__WHAT TO PRODUCE__
Copy the lines exactly, from the line with "Mark the region of each instance of the **harvested" to the line with "[[0,0],[0,39],[86,33],[93,24],[77,0]]", both of those included.

__PROVIDED MATERIAL__

▬▬▬▬▬▬

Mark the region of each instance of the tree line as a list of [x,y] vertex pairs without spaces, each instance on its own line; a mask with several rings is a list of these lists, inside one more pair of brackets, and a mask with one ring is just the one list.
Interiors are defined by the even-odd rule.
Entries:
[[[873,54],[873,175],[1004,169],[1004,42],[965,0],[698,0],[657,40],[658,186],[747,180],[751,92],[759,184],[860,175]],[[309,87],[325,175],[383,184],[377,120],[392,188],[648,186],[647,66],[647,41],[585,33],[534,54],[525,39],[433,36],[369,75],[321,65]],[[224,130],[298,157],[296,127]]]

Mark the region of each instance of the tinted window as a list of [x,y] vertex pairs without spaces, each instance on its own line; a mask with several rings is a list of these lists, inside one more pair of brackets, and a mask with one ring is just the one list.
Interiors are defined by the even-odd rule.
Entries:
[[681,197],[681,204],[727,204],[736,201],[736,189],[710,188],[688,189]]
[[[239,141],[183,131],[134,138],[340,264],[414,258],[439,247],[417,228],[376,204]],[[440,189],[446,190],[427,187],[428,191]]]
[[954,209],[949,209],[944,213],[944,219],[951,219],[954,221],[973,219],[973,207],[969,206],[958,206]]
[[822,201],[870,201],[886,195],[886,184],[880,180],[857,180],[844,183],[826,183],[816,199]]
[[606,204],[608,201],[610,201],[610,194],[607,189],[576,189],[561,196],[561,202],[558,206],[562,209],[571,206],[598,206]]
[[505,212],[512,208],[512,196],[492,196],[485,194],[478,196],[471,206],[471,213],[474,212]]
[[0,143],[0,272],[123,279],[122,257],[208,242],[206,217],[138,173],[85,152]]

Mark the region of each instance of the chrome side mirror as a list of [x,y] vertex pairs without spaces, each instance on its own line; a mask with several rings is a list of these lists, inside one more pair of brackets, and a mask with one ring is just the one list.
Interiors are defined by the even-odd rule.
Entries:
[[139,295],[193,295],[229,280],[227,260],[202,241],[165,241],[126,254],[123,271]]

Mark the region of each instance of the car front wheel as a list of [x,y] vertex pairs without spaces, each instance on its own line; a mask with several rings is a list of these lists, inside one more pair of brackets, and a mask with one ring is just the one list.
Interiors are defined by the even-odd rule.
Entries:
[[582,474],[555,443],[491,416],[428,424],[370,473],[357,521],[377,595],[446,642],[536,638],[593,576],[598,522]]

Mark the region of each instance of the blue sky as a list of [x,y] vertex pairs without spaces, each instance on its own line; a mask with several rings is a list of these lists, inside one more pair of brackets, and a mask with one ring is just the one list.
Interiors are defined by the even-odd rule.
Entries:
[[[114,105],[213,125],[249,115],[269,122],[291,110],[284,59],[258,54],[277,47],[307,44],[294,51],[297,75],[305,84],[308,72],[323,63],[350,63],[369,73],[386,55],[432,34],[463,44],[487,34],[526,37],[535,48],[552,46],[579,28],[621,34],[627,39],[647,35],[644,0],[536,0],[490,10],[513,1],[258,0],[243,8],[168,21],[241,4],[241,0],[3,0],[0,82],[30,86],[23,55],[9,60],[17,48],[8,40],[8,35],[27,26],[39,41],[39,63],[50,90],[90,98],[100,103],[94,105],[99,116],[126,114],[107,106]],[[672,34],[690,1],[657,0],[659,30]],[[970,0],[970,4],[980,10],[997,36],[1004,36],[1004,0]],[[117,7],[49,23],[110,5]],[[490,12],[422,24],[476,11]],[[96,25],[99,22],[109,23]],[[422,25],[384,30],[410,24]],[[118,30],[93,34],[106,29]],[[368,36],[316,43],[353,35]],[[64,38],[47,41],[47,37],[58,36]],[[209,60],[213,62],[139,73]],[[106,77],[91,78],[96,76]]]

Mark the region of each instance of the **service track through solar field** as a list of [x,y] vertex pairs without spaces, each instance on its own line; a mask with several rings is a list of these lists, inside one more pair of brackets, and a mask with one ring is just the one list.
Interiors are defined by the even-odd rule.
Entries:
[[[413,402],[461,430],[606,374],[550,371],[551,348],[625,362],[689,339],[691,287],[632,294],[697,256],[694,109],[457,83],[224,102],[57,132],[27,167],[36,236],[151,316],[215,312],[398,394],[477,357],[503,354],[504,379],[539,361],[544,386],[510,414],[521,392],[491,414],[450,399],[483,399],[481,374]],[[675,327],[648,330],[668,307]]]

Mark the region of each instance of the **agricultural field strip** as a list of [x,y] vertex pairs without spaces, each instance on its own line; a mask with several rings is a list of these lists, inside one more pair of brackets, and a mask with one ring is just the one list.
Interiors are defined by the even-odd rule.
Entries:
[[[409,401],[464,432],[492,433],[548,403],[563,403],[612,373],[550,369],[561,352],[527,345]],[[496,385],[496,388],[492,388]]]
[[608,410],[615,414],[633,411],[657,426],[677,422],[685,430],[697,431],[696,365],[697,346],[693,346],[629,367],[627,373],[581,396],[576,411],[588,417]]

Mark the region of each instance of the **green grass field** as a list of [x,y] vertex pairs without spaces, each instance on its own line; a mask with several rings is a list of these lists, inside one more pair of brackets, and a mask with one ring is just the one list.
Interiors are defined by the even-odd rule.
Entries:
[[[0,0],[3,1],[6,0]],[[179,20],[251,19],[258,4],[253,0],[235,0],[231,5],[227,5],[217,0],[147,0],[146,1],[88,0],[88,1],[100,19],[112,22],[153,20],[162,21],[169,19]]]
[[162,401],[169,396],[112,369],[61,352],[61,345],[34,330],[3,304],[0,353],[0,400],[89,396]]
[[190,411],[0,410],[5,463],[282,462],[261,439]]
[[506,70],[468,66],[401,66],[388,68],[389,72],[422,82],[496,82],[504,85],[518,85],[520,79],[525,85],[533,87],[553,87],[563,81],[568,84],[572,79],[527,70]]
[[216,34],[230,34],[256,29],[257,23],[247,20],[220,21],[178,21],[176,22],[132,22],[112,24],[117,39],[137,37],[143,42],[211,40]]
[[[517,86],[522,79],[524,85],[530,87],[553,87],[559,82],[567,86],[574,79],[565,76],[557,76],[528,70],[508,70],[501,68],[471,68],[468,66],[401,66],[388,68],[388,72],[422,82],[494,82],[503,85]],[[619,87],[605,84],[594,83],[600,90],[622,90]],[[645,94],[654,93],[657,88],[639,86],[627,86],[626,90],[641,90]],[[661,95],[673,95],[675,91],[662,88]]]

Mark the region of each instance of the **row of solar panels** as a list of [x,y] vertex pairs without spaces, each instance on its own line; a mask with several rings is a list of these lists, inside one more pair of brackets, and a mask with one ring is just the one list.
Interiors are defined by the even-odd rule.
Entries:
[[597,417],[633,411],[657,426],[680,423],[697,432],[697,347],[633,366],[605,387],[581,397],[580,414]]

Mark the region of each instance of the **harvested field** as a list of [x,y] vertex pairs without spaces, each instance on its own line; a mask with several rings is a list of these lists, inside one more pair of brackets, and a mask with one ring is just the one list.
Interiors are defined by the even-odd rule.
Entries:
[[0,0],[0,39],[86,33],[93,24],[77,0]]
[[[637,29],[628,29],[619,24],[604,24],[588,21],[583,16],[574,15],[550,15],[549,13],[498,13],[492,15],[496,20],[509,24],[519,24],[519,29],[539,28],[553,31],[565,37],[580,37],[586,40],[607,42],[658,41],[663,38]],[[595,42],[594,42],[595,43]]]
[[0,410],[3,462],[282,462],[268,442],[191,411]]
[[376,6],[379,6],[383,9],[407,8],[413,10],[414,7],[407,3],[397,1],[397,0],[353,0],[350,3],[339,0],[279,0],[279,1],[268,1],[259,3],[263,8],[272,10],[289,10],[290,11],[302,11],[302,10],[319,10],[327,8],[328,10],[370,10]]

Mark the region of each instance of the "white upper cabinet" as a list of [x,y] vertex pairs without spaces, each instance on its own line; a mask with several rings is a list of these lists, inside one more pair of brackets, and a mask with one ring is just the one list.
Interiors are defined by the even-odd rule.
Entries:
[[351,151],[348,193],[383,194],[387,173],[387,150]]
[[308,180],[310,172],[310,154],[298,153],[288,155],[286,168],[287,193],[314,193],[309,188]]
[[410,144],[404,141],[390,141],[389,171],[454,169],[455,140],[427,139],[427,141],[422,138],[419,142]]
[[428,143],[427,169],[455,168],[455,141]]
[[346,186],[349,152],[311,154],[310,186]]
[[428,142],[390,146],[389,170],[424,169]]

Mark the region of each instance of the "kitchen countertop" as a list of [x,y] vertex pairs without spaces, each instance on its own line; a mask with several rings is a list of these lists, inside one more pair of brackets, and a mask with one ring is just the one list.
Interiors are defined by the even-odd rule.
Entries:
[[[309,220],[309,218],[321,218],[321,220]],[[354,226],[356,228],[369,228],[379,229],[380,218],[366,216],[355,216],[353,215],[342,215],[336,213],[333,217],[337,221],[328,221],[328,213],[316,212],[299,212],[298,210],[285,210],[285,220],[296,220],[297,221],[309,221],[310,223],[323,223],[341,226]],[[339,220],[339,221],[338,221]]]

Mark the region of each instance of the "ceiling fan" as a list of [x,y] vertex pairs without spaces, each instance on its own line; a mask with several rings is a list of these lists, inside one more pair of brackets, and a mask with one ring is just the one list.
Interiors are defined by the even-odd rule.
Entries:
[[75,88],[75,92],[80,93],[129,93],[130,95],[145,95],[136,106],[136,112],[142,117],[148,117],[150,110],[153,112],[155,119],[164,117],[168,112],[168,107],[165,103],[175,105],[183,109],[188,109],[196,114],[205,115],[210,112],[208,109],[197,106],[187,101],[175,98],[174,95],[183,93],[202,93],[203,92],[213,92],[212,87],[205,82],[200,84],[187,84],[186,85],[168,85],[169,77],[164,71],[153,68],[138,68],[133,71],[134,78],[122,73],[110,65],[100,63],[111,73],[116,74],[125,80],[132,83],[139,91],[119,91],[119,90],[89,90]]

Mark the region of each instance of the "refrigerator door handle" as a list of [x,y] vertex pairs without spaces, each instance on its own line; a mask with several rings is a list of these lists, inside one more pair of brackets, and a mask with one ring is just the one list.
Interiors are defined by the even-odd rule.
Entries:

▬▬▬▬▬▬

__RESULT FOR THIS TASK__
Mark the region of each instance of the **harvested field** as a list of [x,y] vertex pairs without spaces, each instance on its own line; a mask with several rings is a list of these lists, inside one more pair of brackets, and a mask with one ring is just the one list.
Interiors are defined by the even-odd rule.
Entries:
[[0,0],[0,39],[86,33],[93,24],[77,0]]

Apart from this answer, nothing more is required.